BRANO PROPOSTO:

Un solo vangelo ci permette di entrare in modo assai particolare in due momenti di intima relazione tra il Signore Gesù e coloro che cercano in Lui quel conforto e quell’intimità che, sola, può sottrarre all’angoscia di non poter più sperare dopo aver dato fondo ad ogni speranza: <spendendo tutti i suoi averi senza alcun vantaggio, anzi peggiorando> (Mc 5, 26). Un padre, Giàiro, si fa prossimo al Signore per chiedere di interrompere la corsa della morte della sua figlioletta. Davanti all’“ultimatum” di un cuore sull’orlo dell’abisso di un lutto insostenibile decritto in tutta la sua ineluttabilità: <La mia figlioletta sta morendo> (5, 23), il Maestro non si tira indietro. Anzi non esita ad entrare interamente nell’angoscia di questo padre, mettendosi in cammino con lui e accanto a lui per andare a svegliare la ragazza che per il padre <sta morendo> e che forse si sta lasciando morire.

ATTIVITÀ DA SVOLGERE:
1. Stabilisci se ciascuna affermazione concorda con il brano proposto, rispondendo sì o no e citando le parole decisive: (a) Giàiro si rivolge al Signore a causa della figlioletta; (b) il Maestro esita davanti alla richiesta del padre; (c) i due momenti descritti provengono da vangeli diversi.
2. In che modo, secondo il brano proposto, il Maestro entra nell'angoscia del padre?

Voci di identificazione dei luoghi:
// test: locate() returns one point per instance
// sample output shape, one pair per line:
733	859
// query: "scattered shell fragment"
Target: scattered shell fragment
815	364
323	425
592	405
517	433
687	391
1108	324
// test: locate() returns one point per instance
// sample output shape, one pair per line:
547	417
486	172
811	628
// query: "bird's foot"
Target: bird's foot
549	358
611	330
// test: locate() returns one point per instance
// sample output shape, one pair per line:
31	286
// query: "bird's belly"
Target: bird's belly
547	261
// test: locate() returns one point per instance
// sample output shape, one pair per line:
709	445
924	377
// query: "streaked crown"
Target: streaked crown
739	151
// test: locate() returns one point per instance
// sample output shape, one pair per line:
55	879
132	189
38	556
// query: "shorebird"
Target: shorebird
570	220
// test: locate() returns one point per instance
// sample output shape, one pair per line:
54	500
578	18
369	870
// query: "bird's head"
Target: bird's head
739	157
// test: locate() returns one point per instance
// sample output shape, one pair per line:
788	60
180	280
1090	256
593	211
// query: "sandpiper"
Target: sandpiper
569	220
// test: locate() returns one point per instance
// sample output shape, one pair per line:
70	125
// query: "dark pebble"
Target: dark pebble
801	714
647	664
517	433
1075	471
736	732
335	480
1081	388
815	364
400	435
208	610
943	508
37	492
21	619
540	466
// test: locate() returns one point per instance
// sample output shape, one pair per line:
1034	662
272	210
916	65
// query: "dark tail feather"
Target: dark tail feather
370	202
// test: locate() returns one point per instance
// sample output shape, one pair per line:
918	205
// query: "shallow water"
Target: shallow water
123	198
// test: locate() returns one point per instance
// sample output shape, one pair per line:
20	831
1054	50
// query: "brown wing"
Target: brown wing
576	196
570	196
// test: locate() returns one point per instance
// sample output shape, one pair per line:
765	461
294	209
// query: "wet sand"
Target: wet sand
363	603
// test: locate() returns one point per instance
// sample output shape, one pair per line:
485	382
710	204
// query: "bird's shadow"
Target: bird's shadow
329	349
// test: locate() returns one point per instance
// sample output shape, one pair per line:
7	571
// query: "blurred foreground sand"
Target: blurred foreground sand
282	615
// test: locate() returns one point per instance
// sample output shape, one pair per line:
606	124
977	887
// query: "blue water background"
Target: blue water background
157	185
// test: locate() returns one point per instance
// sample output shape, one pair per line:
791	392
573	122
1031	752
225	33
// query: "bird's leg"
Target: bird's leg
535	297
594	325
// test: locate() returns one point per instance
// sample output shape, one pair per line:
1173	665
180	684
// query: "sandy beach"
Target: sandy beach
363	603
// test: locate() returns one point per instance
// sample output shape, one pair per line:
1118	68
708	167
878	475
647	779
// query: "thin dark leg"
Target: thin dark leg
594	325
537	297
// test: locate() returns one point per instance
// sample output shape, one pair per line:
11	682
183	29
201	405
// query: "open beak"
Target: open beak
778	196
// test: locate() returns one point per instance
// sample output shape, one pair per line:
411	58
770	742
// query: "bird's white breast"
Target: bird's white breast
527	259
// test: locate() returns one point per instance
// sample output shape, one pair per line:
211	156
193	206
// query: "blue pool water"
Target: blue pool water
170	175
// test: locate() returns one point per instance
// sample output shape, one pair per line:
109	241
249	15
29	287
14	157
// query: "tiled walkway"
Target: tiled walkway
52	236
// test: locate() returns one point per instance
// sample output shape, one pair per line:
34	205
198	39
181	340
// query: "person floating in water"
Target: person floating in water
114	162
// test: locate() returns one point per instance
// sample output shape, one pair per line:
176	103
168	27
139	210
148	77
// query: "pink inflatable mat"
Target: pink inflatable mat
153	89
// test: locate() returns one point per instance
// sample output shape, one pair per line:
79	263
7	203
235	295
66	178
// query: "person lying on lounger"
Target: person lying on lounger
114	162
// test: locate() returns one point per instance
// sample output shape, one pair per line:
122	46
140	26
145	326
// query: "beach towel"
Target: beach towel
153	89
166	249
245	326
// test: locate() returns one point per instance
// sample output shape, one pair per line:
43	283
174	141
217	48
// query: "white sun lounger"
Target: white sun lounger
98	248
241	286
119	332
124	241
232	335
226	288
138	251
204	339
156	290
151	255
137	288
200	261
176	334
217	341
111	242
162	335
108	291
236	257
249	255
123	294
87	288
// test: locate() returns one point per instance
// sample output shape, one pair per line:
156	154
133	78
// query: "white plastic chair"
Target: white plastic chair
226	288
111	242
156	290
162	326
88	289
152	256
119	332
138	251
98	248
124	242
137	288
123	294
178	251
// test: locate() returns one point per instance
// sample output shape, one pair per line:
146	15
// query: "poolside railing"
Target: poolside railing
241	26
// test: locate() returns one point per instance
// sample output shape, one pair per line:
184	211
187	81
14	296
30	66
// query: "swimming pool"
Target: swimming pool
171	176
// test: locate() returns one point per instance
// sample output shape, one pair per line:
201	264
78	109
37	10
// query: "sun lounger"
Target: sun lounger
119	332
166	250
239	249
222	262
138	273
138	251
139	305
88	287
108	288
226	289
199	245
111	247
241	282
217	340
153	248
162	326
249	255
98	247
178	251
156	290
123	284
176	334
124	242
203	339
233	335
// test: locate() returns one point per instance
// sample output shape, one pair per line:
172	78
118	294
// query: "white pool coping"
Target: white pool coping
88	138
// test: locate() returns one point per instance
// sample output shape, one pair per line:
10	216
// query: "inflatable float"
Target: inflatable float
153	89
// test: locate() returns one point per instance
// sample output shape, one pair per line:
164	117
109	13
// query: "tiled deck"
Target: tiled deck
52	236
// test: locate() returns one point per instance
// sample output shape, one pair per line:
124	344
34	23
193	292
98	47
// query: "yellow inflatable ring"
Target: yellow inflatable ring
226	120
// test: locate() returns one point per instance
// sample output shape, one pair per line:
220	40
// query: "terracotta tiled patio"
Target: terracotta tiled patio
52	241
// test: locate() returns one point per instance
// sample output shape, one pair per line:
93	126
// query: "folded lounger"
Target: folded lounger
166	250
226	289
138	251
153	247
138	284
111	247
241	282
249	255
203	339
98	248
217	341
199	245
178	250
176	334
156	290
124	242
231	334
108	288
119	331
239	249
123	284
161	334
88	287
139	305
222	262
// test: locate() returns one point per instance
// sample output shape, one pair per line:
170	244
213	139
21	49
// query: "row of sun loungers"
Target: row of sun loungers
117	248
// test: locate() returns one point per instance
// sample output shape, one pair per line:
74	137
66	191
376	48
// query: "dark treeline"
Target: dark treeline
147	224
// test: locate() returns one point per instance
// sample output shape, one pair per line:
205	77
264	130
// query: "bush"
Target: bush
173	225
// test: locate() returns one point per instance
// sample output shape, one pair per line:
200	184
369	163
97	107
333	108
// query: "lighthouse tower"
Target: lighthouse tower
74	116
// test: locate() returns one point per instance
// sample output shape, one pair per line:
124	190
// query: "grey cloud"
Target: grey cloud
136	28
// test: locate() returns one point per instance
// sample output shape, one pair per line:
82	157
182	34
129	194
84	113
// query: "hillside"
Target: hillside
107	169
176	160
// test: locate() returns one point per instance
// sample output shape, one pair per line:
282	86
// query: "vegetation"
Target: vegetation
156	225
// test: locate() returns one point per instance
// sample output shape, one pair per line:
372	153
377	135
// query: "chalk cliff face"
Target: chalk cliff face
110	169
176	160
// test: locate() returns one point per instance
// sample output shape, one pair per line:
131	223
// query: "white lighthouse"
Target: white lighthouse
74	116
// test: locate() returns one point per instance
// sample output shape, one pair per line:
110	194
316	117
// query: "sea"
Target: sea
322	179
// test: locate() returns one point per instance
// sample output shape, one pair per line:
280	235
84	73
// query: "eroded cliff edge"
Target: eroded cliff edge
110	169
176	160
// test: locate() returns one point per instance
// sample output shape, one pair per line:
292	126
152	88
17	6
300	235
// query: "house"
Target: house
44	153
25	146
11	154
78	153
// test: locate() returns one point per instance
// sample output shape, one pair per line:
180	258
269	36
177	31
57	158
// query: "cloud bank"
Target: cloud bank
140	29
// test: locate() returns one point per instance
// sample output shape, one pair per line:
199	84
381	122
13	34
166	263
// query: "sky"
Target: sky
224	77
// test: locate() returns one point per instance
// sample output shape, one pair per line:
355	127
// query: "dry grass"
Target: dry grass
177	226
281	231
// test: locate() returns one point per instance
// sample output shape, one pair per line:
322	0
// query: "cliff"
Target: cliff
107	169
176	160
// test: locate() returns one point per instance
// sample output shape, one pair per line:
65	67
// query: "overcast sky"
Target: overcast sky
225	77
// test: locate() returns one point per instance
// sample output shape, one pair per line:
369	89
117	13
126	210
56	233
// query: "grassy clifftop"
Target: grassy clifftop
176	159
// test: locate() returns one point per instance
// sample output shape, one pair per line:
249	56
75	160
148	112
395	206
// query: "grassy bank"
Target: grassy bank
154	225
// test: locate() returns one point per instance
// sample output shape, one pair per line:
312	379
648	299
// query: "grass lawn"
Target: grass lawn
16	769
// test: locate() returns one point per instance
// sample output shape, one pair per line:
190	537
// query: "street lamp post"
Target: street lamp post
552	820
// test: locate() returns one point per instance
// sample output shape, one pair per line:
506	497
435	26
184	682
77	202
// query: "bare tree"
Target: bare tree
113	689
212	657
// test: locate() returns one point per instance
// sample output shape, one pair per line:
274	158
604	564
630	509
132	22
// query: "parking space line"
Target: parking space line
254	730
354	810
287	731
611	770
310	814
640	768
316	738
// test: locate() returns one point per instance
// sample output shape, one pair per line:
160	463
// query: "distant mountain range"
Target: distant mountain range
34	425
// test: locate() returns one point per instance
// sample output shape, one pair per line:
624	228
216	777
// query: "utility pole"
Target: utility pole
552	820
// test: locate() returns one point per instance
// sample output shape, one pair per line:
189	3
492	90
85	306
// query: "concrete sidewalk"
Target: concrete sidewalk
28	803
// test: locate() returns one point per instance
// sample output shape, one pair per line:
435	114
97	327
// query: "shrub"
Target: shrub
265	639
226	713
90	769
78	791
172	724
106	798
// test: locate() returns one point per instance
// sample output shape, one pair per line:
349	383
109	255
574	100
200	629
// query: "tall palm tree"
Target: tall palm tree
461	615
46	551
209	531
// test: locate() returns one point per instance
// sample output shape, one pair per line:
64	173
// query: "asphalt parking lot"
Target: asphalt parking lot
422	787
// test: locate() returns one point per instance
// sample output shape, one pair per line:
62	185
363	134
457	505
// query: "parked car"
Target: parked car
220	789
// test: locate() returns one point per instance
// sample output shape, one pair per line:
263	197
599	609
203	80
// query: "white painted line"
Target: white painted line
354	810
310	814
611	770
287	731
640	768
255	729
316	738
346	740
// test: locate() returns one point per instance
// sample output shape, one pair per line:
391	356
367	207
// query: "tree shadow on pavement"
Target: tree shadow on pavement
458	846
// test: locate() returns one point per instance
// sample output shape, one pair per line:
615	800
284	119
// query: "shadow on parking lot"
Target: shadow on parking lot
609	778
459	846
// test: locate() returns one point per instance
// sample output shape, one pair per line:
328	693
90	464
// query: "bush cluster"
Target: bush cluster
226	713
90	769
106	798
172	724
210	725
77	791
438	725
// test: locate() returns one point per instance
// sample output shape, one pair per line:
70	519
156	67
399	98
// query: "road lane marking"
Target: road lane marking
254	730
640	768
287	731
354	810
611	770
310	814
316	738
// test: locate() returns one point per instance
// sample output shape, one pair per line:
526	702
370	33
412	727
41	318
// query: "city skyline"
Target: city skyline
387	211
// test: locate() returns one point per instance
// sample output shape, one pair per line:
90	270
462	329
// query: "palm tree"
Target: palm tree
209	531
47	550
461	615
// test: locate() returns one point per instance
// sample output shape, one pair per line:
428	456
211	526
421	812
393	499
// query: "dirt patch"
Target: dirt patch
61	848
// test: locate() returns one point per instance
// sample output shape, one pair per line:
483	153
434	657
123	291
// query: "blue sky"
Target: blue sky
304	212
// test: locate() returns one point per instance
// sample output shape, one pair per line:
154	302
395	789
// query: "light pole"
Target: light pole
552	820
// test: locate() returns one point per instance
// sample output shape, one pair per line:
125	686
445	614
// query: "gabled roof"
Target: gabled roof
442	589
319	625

SOLUZIONI DEGLI ESERCIZI:
1.
(a) Sì: «Un padre, Giàiro, si fa prossimo al Signore per chiedere di interrompere la corsa della morte della sua figlioletta».
(b) No: «il Maestro non si tira indietro».
(c) No: «Un solo vangelo ci permette di entrare in modo assai particolare in due momenti di intima relazione».

2. Si mette in cammino con lui e accanto a lui per andare a svegliare la ragazza.